◆ **YOUR TASK**:
Copy each line of the data beneath in which the word "shoe" appears.

'''

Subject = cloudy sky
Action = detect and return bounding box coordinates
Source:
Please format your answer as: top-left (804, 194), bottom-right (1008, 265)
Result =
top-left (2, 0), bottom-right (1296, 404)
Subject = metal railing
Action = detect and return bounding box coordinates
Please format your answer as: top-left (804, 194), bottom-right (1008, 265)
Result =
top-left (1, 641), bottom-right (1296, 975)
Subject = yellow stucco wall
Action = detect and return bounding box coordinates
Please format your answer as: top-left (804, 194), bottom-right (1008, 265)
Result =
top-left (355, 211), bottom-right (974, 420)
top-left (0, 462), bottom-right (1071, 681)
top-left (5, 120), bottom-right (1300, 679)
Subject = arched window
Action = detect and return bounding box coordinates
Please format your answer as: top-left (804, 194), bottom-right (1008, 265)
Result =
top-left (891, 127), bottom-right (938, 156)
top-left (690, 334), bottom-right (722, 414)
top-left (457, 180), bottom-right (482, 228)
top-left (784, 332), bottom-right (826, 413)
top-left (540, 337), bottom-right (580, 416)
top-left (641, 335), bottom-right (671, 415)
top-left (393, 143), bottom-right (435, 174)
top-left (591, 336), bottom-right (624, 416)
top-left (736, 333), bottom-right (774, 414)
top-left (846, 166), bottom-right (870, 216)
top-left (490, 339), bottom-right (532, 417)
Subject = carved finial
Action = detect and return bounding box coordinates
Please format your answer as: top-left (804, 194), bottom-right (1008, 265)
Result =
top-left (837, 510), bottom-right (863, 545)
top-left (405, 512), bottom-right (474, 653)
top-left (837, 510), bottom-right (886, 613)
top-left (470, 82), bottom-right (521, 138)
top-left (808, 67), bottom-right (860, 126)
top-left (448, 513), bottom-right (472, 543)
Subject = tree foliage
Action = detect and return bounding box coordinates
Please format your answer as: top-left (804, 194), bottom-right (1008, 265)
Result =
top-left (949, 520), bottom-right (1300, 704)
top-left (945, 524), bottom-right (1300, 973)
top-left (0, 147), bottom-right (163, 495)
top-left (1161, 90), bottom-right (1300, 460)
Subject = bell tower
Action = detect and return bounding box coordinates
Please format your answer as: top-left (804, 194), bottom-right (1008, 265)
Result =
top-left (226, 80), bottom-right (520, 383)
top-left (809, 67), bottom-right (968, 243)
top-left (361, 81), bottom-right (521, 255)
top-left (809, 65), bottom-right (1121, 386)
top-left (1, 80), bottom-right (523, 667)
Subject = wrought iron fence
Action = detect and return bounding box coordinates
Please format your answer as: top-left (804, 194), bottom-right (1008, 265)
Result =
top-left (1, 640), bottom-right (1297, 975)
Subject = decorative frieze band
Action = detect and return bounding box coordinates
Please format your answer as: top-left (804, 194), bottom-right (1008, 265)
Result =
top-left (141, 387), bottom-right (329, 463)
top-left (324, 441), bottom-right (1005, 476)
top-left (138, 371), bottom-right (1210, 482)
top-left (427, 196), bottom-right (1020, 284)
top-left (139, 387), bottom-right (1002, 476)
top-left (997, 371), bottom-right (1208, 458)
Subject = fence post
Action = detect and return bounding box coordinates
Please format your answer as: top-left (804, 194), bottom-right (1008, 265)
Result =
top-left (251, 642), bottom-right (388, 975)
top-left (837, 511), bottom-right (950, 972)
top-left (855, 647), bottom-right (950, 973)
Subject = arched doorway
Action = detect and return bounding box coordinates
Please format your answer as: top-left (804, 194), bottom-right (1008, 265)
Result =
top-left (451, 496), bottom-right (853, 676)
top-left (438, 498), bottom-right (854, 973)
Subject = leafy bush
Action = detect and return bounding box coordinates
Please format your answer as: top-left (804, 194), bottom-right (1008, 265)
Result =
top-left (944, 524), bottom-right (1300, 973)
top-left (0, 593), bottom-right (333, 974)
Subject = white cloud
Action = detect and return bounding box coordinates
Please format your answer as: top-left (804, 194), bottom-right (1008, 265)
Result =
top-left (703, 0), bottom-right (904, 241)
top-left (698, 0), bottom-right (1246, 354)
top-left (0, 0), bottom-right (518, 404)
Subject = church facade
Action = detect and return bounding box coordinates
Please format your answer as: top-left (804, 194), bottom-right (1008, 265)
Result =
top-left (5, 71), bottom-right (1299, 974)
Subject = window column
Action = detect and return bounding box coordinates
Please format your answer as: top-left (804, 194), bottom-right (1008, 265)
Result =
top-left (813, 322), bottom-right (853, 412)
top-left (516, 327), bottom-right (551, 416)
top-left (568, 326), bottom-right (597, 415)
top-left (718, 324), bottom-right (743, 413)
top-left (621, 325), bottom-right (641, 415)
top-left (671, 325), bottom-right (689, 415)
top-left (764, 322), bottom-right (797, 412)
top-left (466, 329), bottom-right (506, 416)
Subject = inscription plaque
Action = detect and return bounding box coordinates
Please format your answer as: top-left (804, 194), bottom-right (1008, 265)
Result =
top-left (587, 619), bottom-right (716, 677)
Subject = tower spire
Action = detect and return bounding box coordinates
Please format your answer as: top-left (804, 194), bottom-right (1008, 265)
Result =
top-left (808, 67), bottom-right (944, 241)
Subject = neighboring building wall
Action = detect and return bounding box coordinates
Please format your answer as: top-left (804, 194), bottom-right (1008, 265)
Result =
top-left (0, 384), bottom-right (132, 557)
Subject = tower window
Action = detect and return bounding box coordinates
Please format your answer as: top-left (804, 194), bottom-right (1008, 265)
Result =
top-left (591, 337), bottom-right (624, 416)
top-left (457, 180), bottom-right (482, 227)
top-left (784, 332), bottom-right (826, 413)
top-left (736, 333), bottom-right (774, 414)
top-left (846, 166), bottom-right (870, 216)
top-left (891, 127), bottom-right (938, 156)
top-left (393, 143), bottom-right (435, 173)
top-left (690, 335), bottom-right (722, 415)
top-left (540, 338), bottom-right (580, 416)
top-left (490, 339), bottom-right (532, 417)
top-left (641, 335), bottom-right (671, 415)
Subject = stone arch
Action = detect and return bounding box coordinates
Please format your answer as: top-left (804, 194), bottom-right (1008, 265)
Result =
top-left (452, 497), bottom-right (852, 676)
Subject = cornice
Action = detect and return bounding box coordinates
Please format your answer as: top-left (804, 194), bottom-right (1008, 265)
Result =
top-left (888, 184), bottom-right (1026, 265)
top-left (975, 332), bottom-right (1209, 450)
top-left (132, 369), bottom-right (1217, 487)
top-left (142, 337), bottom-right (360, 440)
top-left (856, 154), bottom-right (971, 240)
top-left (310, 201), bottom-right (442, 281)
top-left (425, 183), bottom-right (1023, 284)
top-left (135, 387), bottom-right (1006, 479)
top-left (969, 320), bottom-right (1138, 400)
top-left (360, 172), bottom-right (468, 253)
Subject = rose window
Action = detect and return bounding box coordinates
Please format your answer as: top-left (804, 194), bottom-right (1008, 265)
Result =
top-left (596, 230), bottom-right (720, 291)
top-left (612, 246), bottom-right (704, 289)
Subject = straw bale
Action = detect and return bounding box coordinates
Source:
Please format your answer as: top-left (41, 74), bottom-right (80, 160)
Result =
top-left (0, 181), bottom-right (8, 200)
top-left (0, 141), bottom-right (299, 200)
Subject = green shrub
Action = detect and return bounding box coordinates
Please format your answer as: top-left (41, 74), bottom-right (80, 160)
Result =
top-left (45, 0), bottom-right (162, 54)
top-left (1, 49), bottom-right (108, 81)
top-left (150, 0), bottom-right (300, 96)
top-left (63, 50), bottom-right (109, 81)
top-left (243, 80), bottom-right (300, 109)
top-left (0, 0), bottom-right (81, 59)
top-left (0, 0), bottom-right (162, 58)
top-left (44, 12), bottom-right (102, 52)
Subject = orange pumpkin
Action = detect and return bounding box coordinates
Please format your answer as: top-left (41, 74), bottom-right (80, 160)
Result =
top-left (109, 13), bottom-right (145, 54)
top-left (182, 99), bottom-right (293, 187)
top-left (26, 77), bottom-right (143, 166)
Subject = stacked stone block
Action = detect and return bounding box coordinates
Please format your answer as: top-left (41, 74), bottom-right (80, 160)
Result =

'''
'''

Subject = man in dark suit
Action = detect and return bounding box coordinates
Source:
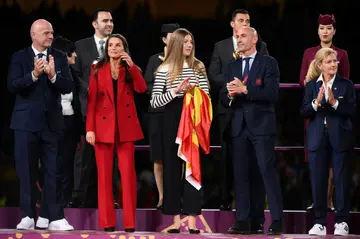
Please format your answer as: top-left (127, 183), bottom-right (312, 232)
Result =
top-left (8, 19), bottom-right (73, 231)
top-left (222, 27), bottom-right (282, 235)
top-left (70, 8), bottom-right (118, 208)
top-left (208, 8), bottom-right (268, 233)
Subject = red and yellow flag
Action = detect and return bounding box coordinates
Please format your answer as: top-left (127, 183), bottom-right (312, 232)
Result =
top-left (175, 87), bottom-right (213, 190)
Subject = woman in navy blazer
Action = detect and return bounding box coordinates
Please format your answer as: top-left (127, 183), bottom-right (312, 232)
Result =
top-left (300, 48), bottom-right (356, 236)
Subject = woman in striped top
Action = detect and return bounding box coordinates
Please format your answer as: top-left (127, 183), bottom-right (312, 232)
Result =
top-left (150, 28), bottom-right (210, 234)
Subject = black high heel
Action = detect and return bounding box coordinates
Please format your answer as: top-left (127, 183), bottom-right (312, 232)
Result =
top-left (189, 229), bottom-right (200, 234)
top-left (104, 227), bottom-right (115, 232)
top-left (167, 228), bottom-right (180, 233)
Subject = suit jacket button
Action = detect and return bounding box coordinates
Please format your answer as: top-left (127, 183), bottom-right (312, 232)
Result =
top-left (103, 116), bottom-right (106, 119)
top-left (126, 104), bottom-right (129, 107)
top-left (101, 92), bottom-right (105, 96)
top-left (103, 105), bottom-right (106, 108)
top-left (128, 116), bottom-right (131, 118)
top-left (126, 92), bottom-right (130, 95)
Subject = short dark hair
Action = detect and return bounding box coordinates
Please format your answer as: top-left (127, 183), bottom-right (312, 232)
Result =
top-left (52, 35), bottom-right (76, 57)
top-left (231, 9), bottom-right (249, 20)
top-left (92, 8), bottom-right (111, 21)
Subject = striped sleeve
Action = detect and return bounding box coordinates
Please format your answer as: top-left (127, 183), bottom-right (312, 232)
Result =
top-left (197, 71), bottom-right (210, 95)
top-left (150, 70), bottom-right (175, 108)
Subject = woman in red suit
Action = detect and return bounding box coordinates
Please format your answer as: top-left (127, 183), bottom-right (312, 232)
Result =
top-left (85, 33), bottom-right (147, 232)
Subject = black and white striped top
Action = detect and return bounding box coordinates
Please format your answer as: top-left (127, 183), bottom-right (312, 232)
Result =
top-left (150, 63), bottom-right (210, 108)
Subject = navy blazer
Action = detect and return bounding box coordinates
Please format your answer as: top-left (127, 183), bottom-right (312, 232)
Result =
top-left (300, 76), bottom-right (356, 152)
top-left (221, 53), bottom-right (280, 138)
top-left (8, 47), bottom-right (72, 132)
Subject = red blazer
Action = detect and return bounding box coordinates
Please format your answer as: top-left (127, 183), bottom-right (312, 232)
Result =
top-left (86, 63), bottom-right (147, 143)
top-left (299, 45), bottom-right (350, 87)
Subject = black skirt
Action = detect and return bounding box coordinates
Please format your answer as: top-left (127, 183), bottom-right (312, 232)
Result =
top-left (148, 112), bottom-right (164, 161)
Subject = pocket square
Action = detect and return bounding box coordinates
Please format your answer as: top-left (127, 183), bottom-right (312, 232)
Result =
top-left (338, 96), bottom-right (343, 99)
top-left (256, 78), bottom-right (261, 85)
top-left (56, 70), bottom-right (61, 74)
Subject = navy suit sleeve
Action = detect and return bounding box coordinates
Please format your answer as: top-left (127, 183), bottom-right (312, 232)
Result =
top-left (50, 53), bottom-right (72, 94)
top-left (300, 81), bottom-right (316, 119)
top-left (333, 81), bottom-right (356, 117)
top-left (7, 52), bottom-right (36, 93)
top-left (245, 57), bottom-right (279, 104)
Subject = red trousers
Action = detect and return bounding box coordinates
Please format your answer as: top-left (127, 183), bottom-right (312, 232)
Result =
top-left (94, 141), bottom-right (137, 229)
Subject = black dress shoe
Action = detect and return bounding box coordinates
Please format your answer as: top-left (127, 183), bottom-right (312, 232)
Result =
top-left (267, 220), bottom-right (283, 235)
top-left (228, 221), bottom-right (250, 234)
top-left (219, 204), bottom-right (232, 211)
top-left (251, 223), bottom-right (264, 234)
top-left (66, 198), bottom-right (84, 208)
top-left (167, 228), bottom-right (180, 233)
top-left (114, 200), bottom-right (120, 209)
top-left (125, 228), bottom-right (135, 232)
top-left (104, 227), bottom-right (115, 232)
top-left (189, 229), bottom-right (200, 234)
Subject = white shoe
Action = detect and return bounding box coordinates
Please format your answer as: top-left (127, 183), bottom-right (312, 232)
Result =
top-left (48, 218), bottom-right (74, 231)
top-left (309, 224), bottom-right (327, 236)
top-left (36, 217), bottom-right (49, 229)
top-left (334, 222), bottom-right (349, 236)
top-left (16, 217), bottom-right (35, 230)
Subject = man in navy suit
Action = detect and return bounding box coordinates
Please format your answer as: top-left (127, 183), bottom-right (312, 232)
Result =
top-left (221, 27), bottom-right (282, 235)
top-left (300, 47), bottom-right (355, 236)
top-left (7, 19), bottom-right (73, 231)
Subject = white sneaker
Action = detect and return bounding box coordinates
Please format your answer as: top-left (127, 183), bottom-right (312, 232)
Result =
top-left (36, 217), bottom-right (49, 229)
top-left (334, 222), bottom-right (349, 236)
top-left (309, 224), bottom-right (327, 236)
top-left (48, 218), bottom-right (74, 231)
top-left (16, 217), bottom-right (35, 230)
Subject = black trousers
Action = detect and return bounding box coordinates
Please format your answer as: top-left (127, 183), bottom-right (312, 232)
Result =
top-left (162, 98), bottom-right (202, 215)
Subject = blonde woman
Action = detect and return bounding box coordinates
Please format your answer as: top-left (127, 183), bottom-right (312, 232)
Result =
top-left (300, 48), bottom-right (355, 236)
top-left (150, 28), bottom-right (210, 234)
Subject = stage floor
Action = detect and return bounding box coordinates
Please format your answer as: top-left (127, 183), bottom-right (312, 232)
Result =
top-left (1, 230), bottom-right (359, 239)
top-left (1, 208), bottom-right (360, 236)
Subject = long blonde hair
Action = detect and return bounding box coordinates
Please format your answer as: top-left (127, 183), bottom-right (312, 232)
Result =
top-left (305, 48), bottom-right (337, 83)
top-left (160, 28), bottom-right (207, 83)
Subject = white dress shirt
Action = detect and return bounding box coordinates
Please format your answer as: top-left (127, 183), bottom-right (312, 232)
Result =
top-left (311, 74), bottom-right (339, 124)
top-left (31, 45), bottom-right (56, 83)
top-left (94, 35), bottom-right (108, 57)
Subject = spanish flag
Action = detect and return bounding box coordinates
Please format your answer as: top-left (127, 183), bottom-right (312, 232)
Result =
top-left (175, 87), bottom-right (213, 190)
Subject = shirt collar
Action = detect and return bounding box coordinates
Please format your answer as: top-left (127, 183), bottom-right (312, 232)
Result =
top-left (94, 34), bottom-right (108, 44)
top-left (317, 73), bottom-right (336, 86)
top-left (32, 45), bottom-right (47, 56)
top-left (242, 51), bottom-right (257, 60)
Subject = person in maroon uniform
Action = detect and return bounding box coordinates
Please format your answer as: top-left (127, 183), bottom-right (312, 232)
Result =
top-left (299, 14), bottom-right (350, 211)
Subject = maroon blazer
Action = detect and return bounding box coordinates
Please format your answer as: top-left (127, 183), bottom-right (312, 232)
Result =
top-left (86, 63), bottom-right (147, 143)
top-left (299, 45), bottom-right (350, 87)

'''
'''

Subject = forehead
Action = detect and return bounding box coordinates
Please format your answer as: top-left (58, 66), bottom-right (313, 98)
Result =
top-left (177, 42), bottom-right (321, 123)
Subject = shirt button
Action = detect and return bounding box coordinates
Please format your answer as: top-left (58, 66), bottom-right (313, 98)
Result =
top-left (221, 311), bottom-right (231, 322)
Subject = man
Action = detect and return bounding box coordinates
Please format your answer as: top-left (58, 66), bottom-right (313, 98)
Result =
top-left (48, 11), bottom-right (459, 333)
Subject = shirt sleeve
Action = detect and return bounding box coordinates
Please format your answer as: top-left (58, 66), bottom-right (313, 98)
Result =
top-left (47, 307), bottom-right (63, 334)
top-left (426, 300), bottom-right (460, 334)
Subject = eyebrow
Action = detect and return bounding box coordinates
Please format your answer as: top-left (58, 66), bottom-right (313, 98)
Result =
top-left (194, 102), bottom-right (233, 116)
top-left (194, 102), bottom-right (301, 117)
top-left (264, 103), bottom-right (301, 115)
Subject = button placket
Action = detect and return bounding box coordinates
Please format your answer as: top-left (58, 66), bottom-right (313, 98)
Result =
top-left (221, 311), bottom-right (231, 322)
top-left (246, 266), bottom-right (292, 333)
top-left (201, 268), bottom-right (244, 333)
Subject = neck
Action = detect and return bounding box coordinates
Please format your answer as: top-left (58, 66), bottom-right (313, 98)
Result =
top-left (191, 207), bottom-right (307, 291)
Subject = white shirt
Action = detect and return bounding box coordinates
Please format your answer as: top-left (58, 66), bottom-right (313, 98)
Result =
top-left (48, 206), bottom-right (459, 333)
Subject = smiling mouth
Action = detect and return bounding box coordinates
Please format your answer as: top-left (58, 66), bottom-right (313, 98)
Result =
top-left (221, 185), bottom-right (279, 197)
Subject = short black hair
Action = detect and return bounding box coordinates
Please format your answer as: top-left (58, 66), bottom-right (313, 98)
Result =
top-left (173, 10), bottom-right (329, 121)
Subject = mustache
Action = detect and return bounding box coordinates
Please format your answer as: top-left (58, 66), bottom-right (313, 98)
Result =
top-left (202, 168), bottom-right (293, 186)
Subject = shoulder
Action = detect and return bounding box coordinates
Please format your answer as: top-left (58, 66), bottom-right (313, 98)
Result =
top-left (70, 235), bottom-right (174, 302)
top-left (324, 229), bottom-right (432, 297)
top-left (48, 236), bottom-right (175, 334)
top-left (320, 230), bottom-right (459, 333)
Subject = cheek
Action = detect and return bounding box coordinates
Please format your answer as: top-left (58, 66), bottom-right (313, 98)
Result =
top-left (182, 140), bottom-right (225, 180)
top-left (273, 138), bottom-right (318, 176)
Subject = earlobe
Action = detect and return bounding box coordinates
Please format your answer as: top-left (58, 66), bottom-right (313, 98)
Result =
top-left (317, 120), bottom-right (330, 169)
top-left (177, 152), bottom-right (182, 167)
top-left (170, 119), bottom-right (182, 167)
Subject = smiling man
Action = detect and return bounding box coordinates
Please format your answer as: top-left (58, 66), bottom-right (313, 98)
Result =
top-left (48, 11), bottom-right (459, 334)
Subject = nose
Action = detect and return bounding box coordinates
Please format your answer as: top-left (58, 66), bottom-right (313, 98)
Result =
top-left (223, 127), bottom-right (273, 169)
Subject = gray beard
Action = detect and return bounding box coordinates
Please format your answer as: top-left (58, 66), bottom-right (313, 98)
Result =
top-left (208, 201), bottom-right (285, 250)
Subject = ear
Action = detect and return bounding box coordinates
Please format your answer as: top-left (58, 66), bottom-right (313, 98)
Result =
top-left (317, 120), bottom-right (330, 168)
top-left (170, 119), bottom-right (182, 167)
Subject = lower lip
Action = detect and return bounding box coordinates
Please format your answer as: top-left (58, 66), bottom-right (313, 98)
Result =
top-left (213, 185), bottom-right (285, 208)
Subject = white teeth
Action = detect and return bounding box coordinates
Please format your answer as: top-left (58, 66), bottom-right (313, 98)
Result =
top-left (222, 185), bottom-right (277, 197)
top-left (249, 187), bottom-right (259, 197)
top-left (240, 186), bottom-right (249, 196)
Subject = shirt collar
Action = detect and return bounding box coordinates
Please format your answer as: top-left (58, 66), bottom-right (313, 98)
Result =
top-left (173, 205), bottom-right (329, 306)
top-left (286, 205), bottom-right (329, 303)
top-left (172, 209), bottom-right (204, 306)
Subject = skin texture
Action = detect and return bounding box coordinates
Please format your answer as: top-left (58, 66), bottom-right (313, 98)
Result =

'''

◆ **REPLY**:
Subject = black dress shoe
Subject = white shoe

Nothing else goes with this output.